Reproduisez à l'identique toutes les lignes des enregistrements ci-dessous.

··· Données de l'exercice

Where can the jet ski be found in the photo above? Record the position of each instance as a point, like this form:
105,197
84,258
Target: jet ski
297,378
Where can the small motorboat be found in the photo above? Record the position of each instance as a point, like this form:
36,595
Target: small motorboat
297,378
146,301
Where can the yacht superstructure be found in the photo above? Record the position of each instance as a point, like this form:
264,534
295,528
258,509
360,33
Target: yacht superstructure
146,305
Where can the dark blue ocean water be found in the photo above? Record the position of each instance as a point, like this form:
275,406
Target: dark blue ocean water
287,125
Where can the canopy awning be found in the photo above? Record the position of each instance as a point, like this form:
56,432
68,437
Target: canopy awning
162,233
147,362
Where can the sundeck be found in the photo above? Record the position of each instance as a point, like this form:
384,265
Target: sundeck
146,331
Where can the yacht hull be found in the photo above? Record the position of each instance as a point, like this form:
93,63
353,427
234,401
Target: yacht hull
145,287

······

» Corrigé:
Where can the jet ski be found in the photo above? Record the position of each instance as a point, like this form:
105,197
84,258
Target: jet ski
297,378
Where can the small motorboat be found in the photo above? Record the position of each instance as a point, like this form:
36,595
Target: small motorboat
297,378
146,301
Where can the yacht superstructure be found in the photo above? Record the position of each instance as a point, like this form:
264,534
295,528
258,509
360,33
Target: yacht superstructure
146,305
Where can the dark blue ocean water be found in the photo above? Record the position of each instance as a point, like this form:
275,406
Target: dark blue ocean water
287,125
Where can the canopy awning be found in the photo above? Record the position of each instance as a point, like this form:
56,432
68,437
Target: canopy awning
162,233
147,362
Where can the sundeck be found in the photo above? Record the position of each instance as a point, like this form:
384,265
Target: sundeck
146,331
Where can the yacht hull be found in the photo above? Record the position of each instance as a point, like this form:
93,63
353,427
234,401
Target: yacht hull
145,287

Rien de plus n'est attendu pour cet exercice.